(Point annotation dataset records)
════════════════

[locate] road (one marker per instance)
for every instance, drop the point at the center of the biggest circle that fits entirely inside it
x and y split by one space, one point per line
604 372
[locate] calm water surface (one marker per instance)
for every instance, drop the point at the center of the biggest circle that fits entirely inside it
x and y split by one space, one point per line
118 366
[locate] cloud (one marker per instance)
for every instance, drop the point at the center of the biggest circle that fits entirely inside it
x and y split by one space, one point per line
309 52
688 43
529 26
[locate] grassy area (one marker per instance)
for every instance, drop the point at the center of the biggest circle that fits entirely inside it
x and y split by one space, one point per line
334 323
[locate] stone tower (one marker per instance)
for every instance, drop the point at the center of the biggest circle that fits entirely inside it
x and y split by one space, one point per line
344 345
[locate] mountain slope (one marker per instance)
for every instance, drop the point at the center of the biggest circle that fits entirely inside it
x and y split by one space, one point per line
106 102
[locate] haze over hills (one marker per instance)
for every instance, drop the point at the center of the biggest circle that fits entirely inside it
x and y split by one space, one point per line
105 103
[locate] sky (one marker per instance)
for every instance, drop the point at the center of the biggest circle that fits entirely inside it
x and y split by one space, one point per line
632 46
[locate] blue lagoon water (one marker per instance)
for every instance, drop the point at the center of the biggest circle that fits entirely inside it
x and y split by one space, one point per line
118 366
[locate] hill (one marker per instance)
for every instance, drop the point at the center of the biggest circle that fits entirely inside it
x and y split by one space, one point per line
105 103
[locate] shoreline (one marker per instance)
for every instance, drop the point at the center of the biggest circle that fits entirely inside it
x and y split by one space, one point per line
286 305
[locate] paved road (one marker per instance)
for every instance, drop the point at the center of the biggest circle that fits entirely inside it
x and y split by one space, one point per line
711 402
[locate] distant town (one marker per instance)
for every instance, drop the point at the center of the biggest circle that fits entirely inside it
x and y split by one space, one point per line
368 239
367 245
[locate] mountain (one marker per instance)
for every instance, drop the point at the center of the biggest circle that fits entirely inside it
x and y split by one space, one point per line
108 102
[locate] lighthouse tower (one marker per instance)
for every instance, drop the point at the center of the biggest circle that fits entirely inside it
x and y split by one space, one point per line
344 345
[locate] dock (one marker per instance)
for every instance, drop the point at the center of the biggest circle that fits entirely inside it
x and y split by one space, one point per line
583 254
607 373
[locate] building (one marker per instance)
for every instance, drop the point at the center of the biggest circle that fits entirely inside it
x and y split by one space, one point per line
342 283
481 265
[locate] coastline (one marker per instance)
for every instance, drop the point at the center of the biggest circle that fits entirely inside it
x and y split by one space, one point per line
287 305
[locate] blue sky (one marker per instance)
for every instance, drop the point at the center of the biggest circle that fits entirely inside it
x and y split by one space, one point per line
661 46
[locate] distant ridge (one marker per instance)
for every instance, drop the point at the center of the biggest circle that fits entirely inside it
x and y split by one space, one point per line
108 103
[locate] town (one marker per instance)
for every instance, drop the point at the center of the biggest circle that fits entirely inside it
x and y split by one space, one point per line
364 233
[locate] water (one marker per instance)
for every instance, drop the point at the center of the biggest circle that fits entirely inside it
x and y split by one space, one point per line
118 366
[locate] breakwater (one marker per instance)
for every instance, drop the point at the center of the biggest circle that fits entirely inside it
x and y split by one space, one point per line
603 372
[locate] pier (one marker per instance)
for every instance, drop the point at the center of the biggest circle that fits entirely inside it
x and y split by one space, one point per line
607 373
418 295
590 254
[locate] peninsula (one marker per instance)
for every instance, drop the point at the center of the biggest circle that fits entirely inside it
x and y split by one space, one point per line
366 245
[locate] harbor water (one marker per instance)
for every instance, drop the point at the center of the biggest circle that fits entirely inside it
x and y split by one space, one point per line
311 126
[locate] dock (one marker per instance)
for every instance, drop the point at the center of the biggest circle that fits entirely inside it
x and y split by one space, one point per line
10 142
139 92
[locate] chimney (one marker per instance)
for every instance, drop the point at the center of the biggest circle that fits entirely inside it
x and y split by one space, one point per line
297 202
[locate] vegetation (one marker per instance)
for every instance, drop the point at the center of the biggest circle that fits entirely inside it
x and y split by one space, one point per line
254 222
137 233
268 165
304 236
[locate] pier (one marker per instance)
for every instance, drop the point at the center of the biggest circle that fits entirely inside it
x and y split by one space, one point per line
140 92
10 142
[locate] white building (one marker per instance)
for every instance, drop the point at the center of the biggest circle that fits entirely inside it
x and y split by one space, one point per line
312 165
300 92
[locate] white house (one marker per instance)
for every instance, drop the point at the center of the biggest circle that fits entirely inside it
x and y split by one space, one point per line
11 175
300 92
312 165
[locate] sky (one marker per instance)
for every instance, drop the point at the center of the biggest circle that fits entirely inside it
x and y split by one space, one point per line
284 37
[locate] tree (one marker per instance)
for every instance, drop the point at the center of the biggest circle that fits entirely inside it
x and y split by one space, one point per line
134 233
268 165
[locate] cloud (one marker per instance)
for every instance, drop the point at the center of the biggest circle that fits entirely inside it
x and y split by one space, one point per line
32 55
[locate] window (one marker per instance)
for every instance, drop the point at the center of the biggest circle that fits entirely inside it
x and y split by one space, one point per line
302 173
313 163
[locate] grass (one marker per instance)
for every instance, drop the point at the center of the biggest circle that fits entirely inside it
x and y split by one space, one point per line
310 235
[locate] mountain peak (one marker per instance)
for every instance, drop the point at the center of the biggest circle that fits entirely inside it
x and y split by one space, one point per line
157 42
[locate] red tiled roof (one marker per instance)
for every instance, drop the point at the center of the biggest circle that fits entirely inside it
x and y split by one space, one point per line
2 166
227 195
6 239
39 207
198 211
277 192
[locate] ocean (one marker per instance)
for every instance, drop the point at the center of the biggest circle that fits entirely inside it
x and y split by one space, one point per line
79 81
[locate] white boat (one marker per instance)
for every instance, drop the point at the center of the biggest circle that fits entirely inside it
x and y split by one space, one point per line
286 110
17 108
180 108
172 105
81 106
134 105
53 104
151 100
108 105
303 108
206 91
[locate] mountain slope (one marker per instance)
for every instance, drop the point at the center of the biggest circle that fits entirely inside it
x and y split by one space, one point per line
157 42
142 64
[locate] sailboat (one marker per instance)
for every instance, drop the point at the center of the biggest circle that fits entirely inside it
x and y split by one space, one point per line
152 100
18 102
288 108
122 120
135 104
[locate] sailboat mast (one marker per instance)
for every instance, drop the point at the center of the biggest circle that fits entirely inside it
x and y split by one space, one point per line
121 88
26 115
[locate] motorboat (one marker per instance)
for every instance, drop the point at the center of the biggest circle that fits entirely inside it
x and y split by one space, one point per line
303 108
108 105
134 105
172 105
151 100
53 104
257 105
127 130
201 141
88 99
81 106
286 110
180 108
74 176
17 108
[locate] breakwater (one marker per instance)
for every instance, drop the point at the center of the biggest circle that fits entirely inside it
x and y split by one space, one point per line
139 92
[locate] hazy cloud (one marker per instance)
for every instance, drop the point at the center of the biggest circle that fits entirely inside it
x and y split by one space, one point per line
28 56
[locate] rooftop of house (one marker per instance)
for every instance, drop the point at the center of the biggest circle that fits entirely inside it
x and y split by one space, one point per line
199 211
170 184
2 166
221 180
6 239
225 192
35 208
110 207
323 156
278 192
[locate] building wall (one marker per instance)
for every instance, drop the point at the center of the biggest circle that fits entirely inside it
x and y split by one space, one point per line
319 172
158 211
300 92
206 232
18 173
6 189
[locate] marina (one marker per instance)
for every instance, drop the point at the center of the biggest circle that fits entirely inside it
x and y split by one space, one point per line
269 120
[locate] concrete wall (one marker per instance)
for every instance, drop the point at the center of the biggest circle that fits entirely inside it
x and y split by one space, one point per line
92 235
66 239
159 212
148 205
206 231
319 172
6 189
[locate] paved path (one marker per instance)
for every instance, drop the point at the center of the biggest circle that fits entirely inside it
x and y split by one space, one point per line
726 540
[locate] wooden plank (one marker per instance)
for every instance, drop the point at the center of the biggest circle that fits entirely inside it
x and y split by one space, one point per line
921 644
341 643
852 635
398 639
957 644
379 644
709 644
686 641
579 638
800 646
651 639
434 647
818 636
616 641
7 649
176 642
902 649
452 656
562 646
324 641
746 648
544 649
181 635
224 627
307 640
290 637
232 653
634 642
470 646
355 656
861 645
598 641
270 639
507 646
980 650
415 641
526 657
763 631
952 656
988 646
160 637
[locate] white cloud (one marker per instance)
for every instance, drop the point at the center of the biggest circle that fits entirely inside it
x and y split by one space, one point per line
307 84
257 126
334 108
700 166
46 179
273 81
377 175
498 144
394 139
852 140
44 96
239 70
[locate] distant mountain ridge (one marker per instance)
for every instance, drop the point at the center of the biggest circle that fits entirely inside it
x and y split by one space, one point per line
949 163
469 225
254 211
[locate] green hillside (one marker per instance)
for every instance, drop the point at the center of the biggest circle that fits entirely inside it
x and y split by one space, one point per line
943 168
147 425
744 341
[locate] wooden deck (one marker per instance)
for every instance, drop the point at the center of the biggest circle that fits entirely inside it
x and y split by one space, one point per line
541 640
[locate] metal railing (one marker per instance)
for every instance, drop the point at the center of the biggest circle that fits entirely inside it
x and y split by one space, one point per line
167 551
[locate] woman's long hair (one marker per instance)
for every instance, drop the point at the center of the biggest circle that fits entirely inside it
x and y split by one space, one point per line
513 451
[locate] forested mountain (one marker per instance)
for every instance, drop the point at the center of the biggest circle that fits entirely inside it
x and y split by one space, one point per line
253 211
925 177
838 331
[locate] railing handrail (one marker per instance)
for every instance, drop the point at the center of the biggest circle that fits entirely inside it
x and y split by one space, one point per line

════════════════

◆ Exercise task
Starting with the line that contains "[locate] metal railing", repeat each line through the last one exactly as it appears. Include both ends and nothing more.

◆ Solution to this exercise
[locate] metal railing (one marker per instance)
for every instance, drop the point at the center of the biggest circle that fits entirely inside it
x and y split by one space, one point per line
167 551
[locate] woman's long hair (one marker per instance)
for every instance, drop the point at the center of the biggest circle that fits entirely inside it
x and y split by one space, one point per line
513 451
[locate] forested mountain (one marker per instance)
for every instance, drop the point at the center of the biggest circle that fits entirely inside it
x and y split by one space, one point per line
253 211
925 177
838 331
[locate] railing handrail (one marker per instance)
for every instance, drop the point at the center of the biggest circle that fits entirely inside it
x and y split by one space, one point per line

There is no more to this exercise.